AIM.
Tally the lines of the records below that contain the word "wheel" and give only that number.

MATERIAL TO PROCESS.

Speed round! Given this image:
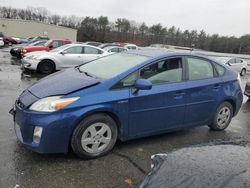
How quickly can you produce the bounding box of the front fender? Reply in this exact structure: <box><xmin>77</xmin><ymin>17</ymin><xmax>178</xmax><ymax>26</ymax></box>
<box><xmin>68</xmin><ymin>104</ymin><xmax>127</xmax><ymax>140</ymax></box>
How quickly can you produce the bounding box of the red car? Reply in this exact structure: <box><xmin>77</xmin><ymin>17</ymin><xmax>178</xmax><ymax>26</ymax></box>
<box><xmin>244</xmin><ymin>80</ymin><xmax>250</xmax><ymax>99</ymax></box>
<box><xmin>21</xmin><ymin>39</ymin><xmax>71</xmax><ymax>57</ymax></box>
<box><xmin>0</xmin><ymin>32</ymin><xmax>17</xmax><ymax>46</ymax></box>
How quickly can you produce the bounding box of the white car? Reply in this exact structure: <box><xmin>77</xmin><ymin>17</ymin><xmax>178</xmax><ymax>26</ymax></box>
<box><xmin>213</xmin><ymin>57</ymin><xmax>248</xmax><ymax>76</ymax></box>
<box><xmin>0</xmin><ymin>37</ymin><xmax>4</xmax><ymax>47</ymax></box>
<box><xmin>124</xmin><ymin>44</ymin><xmax>138</xmax><ymax>50</ymax></box>
<box><xmin>103</xmin><ymin>46</ymin><xmax>128</xmax><ymax>53</ymax></box>
<box><xmin>22</xmin><ymin>43</ymin><xmax>110</xmax><ymax>74</ymax></box>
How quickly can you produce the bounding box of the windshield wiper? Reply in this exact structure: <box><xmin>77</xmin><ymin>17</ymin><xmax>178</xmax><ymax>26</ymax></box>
<box><xmin>76</xmin><ymin>66</ymin><xmax>96</xmax><ymax>78</ymax></box>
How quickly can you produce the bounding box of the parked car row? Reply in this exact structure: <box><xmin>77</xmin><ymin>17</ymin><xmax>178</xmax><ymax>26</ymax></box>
<box><xmin>212</xmin><ymin>57</ymin><xmax>250</xmax><ymax>76</ymax></box>
<box><xmin>22</xmin><ymin>43</ymin><xmax>110</xmax><ymax>74</ymax></box>
<box><xmin>10</xmin><ymin>49</ymin><xmax>243</xmax><ymax>158</ymax></box>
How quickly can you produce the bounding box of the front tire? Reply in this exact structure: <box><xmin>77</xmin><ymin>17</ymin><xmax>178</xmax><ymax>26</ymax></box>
<box><xmin>71</xmin><ymin>114</ymin><xmax>117</xmax><ymax>159</ymax></box>
<box><xmin>209</xmin><ymin>102</ymin><xmax>233</xmax><ymax>131</ymax></box>
<box><xmin>240</xmin><ymin>69</ymin><xmax>247</xmax><ymax>76</ymax></box>
<box><xmin>38</xmin><ymin>60</ymin><xmax>55</xmax><ymax>74</ymax></box>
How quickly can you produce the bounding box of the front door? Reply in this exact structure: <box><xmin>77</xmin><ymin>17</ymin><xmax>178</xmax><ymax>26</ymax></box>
<box><xmin>184</xmin><ymin>57</ymin><xmax>222</xmax><ymax>127</ymax></box>
<box><xmin>57</xmin><ymin>46</ymin><xmax>83</xmax><ymax>68</ymax></box>
<box><xmin>129</xmin><ymin>57</ymin><xmax>186</xmax><ymax>137</ymax></box>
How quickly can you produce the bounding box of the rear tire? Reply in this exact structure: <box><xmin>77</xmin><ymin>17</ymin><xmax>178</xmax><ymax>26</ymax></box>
<box><xmin>240</xmin><ymin>68</ymin><xmax>247</xmax><ymax>76</ymax></box>
<box><xmin>209</xmin><ymin>102</ymin><xmax>233</xmax><ymax>131</ymax></box>
<box><xmin>38</xmin><ymin>60</ymin><xmax>55</xmax><ymax>74</ymax></box>
<box><xmin>71</xmin><ymin>113</ymin><xmax>117</xmax><ymax>159</ymax></box>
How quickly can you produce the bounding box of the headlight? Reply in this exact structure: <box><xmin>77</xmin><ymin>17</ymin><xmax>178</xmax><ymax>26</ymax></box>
<box><xmin>31</xmin><ymin>55</ymin><xmax>40</xmax><ymax>59</ymax></box>
<box><xmin>29</xmin><ymin>96</ymin><xmax>80</xmax><ymax>112</ymax></box>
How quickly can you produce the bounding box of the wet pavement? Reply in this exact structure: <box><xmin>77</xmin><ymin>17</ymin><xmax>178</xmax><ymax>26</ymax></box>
<box><xmin>140</xmin><ymin>138</ymin><xmax>250</xmax><ymax>188</ymax></box>
<box><xmin>0</xmin><ymin>48</ymin><xmax>250</xmax><ymax>188</ymax></box>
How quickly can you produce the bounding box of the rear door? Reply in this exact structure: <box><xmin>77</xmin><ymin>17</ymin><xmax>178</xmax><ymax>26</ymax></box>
<box><xmin>185</xmin><ymin>57</ymin><xmax>223</xmax><ymax>127</ymax></box>
<box><xmin>82</xmin><ymin>46</ymin><xmax>103</xmax><ymax>63</ymax></box>
<box><xmin>57</xmin><ymin>46</ymin><xmax>83</xmax><ymax>68</ymax></box>
<box><xmin>129</xmin><ymin>57</ymin><xmax>186</xmax><ymax>137</ymax></box>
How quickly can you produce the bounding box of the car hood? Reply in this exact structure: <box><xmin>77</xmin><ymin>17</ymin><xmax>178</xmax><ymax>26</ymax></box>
<box><xmin>25</xmin><ymin>51</ymin><xmax>51</xmax><ymax>57</ymax></box>
<box><xmin>24</xmin><ymin>46</ymin><xmax>47</xmax><ymax>50</ymax></box>
<box><xmin>28</xmin><ymin>68</ymin><xmax>100</xmax><ymax>98</ymax></box>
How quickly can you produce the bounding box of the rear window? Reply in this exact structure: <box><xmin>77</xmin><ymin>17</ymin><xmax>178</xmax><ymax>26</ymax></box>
<box><xmin>80</xmin><ymin>53</ymin><xmax>148</xmax><ymax>80</ymax></box>
<box><xmin>214</xmin><ymin>63</ymin><xmax>225</xmax><ymax>76</ymax></box>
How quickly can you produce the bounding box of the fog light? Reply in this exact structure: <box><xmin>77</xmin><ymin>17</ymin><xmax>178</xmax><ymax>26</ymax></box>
<box><xmin>33</xmin><ymin>126</ymin><xmax>43</xmax><ymax>144</ymax></box>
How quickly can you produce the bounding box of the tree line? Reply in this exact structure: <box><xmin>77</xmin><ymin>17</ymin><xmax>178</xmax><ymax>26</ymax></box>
<box><xmin>0</xmin><ymin>6</ymin><xmax>250</xmax><ymax>54</ymax></box>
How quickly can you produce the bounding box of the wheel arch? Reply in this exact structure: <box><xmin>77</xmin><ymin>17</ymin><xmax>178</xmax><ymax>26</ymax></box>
<box><xmin>37</xmin><ymin>58</ymin><xmax>57</xmax><ymax>70</ymax></box>
<box><xmin>70</xmin><ymin>108</ymin><xmax>123</xmax><ymax>139</ymax></box>
<box><xmin>220</xmin><ymin>98</ymin><xmax>236</xmax><ymax>116</ymax></box>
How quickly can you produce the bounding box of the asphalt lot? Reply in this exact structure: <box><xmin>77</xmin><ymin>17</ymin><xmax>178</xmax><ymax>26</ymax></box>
<box><xmin>0</xmin><ymin>48</ymin><xmax>250</xmax><ymax>188</ymax></box>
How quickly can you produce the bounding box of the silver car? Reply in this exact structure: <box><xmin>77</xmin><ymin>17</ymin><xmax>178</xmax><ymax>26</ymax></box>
<box><xmin>103</xmin><ymin>46</ymin><xmax>128</xmax><ymax>53</ymax></box>
<box><xmin>213</xmin><ymin>57</ymin><xmax>248</xmax><ymax>76</ymax></box>
<box><xmin>22</xmin><ymin>43</ymin><xmax>110</xmax><ymax>74</ymax></box>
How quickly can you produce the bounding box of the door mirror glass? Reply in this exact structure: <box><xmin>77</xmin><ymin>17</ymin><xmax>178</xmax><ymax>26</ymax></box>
<box><xmin>135</xmin><ymin>79</ymin><xmax>152</xmax><ymax>90</ymax></box>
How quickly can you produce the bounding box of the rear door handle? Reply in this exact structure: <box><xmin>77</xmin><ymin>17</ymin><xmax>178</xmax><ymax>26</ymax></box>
<box><xmin>213</xmin><ymin>84</ymin><xmax>221</xmax><ymax>90</ymax></box>
<box><xmin>174</xmin><ymin>91</ymin><xmax>186</xmax><ymax>97</ymax></box>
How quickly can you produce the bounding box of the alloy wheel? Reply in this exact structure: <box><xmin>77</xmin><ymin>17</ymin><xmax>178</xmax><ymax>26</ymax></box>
<box><xmin>81</xmin><ymin>123</ymin><xmax>112</xmax><ymax>154</ymax></box>
<box><xmin>217</xmin><ymin>106</ymin><xmax>231</xmax><ymax>128</ymax></box>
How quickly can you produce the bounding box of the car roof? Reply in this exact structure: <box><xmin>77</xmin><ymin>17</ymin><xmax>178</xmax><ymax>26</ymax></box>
<box><xmin>124</xmin><ymin>48</ymin><xmax>193</xmax><ymax>58</ymax></box>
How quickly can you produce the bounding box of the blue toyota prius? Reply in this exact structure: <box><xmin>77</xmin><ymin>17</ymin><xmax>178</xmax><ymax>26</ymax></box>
<box><xmin>11</xmin><ymin>50</ymin><xmax>243</xmax><ymax>158</ymax></box>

WRITTEN RESPONSE.
2